══ Quoted text

Introduction
The following report describes the workflow for calculation of indicator 11.2.1 within the framework of the GEOSTAT 3 project, work package 2, by Statistics Poland.
Data status
The following data sources have been used:
- Data on transportations stops (without traffic frequency) was obtained from two sources: OpenStreetMap (OSM) and Topographic Data Base (BDOT) to provide the highest reliability of results. OpenStreetMap is an open initiative and everyone can participate in its development. Data contained in OSM are updated on a daily basis and can be used for free, however the quality of information could be insufficient. Therefore, for comparative purposes, additional calculations were made using the official BDOT database which is maintained by Geodetic and Cartographic Service in Poland. BDOT data are transmitted annually to Statistics Poland under the provisions contained in the annual programme of statistical surveys of official statistics. Data used in the BDOT analysis are as at 31 December 2016.
- A distance of 0.5 km from the transportation stop in a straight line was used to calculate the convenient access to public transport. National data on transportation stops including timetables for each stop is not available.
- Population data from the 2011 Census geocoded to address point location was used. For census purposes a special spatial address database was created, which allowed to attached coordinates x, y (address points) to the address identifiers of buildings. Information concerning population was derived from gmina registration collections and was verified during the census.
- Urban and High-density cluster grid from Eurostat based on the GEOSTAT 2011 population grid. Data for the year 2011 has been used (downloaded from: http://ec.europa.eu/eurostat/web/gisco/geodata/reference-data/population-distribution-demography/clusters)
- Testing of the indicator was carried out on the basis of data for the Mazovian Voivodship.
Processes
The steps to calculate the indicator comprised different phases described in detail below.
1) Geocoding population data
In Poland, geocoding process was conducted for the first time during pre-census work in 2010. Due to the lack of equal quality of reference materials, different steps concerning spatial accuracy geocoding objects were adopted. The activities related to establishing an spatial address database constituted an important area of work.

════
══ Data supplied

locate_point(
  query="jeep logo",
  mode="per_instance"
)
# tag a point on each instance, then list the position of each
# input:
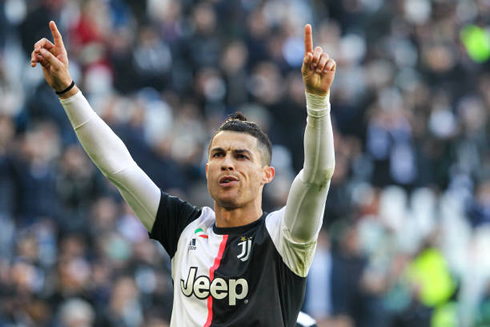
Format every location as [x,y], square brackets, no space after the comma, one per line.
[218,288]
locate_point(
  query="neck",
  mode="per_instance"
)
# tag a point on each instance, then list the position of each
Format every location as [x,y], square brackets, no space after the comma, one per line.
[237,216]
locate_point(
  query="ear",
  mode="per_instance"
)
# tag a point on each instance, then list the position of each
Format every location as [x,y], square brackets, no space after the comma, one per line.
[269,173]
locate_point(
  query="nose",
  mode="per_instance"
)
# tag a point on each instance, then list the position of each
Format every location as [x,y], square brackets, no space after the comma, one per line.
[227,164]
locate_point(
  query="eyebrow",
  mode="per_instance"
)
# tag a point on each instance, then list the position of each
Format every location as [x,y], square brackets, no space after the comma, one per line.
[250,153]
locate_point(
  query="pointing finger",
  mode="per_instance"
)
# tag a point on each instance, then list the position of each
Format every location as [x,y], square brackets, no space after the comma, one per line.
[316,56]
[48,58]
[330,66]
[58,39]
[308,39]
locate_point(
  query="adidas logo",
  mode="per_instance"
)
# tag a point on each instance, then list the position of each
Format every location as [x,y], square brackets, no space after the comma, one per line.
[192,244]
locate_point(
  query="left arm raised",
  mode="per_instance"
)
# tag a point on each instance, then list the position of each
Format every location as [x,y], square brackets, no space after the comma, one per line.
[306,201]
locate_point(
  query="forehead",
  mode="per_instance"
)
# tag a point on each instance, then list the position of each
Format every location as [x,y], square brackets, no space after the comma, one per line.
[229,140]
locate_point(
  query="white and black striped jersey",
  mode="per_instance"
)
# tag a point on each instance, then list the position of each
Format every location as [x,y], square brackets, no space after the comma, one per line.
[251,275]
[240,276]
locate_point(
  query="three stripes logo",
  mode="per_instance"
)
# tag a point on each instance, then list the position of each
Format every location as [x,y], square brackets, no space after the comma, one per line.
[200,232]
[192,244]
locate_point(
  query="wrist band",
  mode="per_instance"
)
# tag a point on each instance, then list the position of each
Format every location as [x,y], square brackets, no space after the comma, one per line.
[67,89]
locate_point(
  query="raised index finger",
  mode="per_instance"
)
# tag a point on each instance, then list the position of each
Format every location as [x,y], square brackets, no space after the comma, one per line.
[308,39]
[58,40]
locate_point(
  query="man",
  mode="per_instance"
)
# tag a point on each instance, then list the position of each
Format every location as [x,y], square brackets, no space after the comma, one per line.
[234,265]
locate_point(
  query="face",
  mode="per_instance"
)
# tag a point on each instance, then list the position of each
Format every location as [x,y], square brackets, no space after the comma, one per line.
[235,171]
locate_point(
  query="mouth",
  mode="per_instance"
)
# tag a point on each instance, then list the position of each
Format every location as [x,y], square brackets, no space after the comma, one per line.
[227,181]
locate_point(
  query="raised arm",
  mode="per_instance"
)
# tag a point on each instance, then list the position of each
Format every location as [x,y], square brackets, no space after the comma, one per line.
[102,145]
[308,194]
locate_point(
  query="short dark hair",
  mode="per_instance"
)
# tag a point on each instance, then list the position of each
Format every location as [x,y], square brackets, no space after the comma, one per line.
[237,122]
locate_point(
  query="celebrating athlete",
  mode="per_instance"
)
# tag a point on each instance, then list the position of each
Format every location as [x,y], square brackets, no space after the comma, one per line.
[232,265]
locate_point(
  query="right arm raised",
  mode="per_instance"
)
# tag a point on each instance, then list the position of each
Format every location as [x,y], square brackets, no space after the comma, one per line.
[102,145]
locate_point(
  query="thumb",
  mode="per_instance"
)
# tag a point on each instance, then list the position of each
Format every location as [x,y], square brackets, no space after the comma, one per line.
[50,59]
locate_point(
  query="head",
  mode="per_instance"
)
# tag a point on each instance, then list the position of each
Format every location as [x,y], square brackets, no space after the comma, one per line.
[238,167]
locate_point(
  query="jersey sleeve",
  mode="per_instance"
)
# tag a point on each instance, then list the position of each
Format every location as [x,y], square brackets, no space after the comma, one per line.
[110,155]
[172,218]
[295,228]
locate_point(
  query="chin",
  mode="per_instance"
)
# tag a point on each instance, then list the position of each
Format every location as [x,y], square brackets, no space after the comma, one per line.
[228,204]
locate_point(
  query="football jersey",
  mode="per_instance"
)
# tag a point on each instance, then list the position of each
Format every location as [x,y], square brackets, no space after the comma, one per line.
[252,275]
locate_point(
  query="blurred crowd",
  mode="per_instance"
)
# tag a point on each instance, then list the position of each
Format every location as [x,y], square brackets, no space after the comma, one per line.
[406,235]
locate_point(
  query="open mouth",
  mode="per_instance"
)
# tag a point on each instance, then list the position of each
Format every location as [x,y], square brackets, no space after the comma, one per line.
[227,181]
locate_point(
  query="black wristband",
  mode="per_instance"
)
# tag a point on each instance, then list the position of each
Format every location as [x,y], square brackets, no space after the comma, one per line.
[67,89]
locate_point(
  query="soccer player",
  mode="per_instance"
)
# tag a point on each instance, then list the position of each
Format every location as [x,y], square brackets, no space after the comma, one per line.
[235,265]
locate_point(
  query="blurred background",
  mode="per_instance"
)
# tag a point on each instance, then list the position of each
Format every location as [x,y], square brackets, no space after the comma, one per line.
[406,235]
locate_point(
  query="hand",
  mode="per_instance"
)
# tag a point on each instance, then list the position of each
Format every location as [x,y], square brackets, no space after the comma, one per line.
[318,68]
[54,61]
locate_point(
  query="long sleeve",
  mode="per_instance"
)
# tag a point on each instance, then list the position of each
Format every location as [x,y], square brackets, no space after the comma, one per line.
[306,201]
[111,156]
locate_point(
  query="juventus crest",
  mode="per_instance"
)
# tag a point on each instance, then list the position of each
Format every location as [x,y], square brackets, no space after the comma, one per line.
[246,248]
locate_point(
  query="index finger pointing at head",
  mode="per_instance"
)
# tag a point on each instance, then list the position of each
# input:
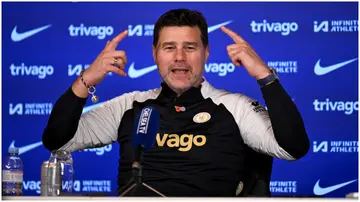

════

### Your goal
Continue the report on calculating indicator 11.2.1 from its last sentence. The items are not needed for this exercise.

### Exercise result
The electronic list of addresses and dwellings was prepared on the basis of the National Official Register of Territorial Division of the Country (the TERYT register), along with data coming from other sources, such as the national geodesic and cartographic resources, as regards the spatial location of buildings. As a result of combining these two sources, the geodesic coordinates x, y (address points) have been attached to the address identifiers of buildings from the TERYT register. As regards the information concerning population, the register of addresses and dwellings made a reference to gmina registration collections, which were combined with the NOBC system, i.e. the address identification system of streets, real property, buildings and dwellings, forming part of the TERYT register. The resultant compilation of buildings, dwellings and persons was then verified by gmina offices as part of pre-census updates. This stage entailed determining the population of buildings, dwellings and collective living quarters to be enumerated, along with verifying the accuracy of addresses, and assigning persons to specific dwellings and places.
In the course of the pre-census survey, the census enumerators verified all address points assigned to specific census areas, comparing them with the items included in the list of addresses and dwellings used in the pre-census survey. The aim of this interview was to either confirm or modify the address points included in the list, and to remove the non-existent points or to possibly add the new ones which were not included in the list.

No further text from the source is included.